「論語を現代に活かす」 時代を超えて読まれた名著

未来はすべて次なる世代のためにある

異様な光景に映る自民党の税制調査会、思い込みが激しく融通がきかなくなっていないか

 

 自民党税制調査会の小委員会が開かれ、不足する1兆円の防衛費の財源確保に向け、法人税とたばこ税、復興特別所得税を税制措置の対象とする案が示されたそうです。出席した議員から反対論が相次いだそうです。異様な光景がニュースで報じられています。

防衛財源確保で増税に反対論、15日も議論=自民税調小委員長 | ロイター

多数の議員が参加した午後の会合では、復興特別所得税の活用について「(来年の)統一地方選で東北はどうなるのか」などの異論が相次いだ。(出所:ロイター)

 本質的な議論はできているのでしょうか。防衛力強化、財源確保「ありき」で進められ、選挙に影響があるから反対ではお粗末な議論なのでしょう。15日にも引き続き議論を行われるそうです。

 

 

党内には、安倍晋三・元首相が持論とした国債を財源に充てるよう求める声もある。これに対し、首相は「有事には国債で金をかき集めなければいけないのに、平時から赤字国債を発行するのはあり得ない」と周囲に語り、「強行突破」に自信を見せている。増税自体に反対しているのは「安倍氏に近かった一部の議員に限られる」(首相周辺)との見方もあるためだ。(出所:読売新聞)

防衛増税巡り首相引かず、「強行突破」に自信…復興税活用に自民からは異論噴出 : 読売新聞オンライン

 有事になることを想定するようになれば、その危機を回避するのが困難になってしまいます。ここでも「ありき」で議論が進められる極めて危うい状況に見えます。

ロシア化と脱ロシア

 ロシアでは、ウクライナでの惨劇を知りながら、侵攻に抗議して辞任した政権の要人はほとんどいないといいます。またプーチン大統領に公然と反対する高官もいないそうです。批判すれば直ちに、国家の裏切り者のレッテルを貼られるためといいます。

ロシア依存 脱却広がる アレキサンダー・ザスラフスキー氏: 日本経済新聞

プーチン氏は、米欧の対ロシア制裁が西側に相当な打撃を与えると考えている。真冬になると、欧州は凍える。欧州はやがて対ロ制裁を科し、ウクライナを支援し続けるのは意味がないと理解するはずだと思い込んでいる。(出所:日本経済新聞

 しかし、やがてプーチ大統領の論理は機能しなくなるだろうと記事は指摘します。

 欧州が直ちにウクライナ支援を止めることもなければ、ロシアとビジネスを再開することもしないとみるのが自然なことなのでしょう。中国やインドも、国際世論に背を向けて、積極的に自己犠牲を払ってまで、ロシアを支えようとすることはないだろうといいます。

 

 

 プーチン大統領に反対する声は国内にありませんが、そうしたプーチン大統領を逆手にとって、ロシア勢力圏だった国々が脱ロシアを模索しはじめ、中国がこれらの国々に触手し始めているといいます。

- [指示]:
a) 防衛財源とロシアを論じた本文のうち、「多数の議員が参加した午後の会」で始まり「極めて危うい状況に見えます。」まで続く部分で、「ありき」を「前提」に置き換えると、どのような文章になりますか？
b) 防衛財源とロシアを論じた本文の最後の文の後に、どのような続きを書きますか？

- [提供資料]:
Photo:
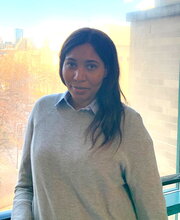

- [解答]:
a)
多数の議員が参加した午後の会合では、復興特別所得税の活用について「(来年の)統一地方選で東北はどうなるのか」などの異論が相次いだ。(出所:ロイター)

 本質的な議論はできているのでしょうか。防衛力強化、財源確保「前提」で進められ、選挙に影響があるから反対ではお粗末な議論なのでしょう。15日にも引き続き議論を行われるそうです。

 

 

党内には、安倍晋三・元首相が持論とした国債を財源に充てるよう求める声もある。これに対し、首相は「有事には国債で金をかき集めなければいけないのに、平時から赤字国債を発行するのはあり得ない」と周囲に語り、「強行突破」に自信を見せている。増税自体に反対しているのは「安倍氏に近かった一部の議員に限られる」(首相周辺)との見方もあるためだ。(出所:読売新聞)

防衛増税巡り首相引かず、「強行突破」に自信…復興税活用に自民からは異論噴出 : 読売新聞オンライン

 有事になることを想定するようになれば、その危機を回避するのが困難になってしまいます。ここでも「前提」で議論が進められる極めて危うい状況に見えます。

b)
 プーチン大統領の誤算の連続は、不安や狭量による思い込みと見込み違いによって生じたということでしょうか。

「狭量」は排他性を生み、狂信、独裁、差別などの最悪を生み出すといいます。

政治とビジネスにおけるリーダー像は異なるのか

 政治とビジネスでは異なるのでしょうが、米アマゾンを世界的な大企業に育てたジェフベゾス氏は、アマゾンの競争力の源泉を世界共通の「Our Leadership Principles(リーダーの原則)」という14項目からなる信条にまとめていたといいます。

“狂気”と呼ばれたアマゾンのカリスマ、ベゾスの「教科書経営」:日経ビジネス電子版

「顧客中心主義の観点から、顧客を起点にすべてを考えて行動する」、「リーダーは長期的な価値を重視し、自分ごととしてマネジメントに取り組む」、「イノベーション(革新)とインベンション(発明)を追求し、シンプルな方法で実践する」、「常に学び、自分自身を向上させ続ける」、「大きな視野で思考する」、「倹約の精神を大事にする」、「同意できない場合は、敬意を持って異議を唱える」(出所:日経ビジネス

 記事によれば、この信条を末端のリーダーに浸透させることにベゾス氏は力を注いだそうです。ベゾス氏によって生み出された企業文化が、アマゾンの驚異的な成長を実現したといえるといいます。

 狭量を軸にしたプーチン大統領に対し、ジェフ・ベゾス氏は寛容の精神を元にしているのではないでしょうか。「寛容」とは、自分とは異なる意見や価値観を安易に拒絶せず許容しようと努めることをいいます。

 

 

論語に学ぶ

奢(しゃ)なれば則ち不孫(ふそん)、倹なれば則ち固。その不孫ならんよりは、寧(むし)ろ固なれ。(「述而第七」35)

 驕り奢(たか)ぶると、へりくだる気持ちがなくなり、思いあがって不遜となり、倹約すぎると自分の殻に閉じこもる固となってしまいます。どちらも行き過ぎでよくないことになりますが、他者にとって不愉快な不遜であるよりは、個人の問題である固のほうがまだましと意味します。

dsupplying.hatenadiary.jp

 「固」には、かたくて融通がきかない。かたくなな意味があります。また、固陋(ころう)となると、古い習慣や考えに固執して、新しいものを好まなくなるといいます。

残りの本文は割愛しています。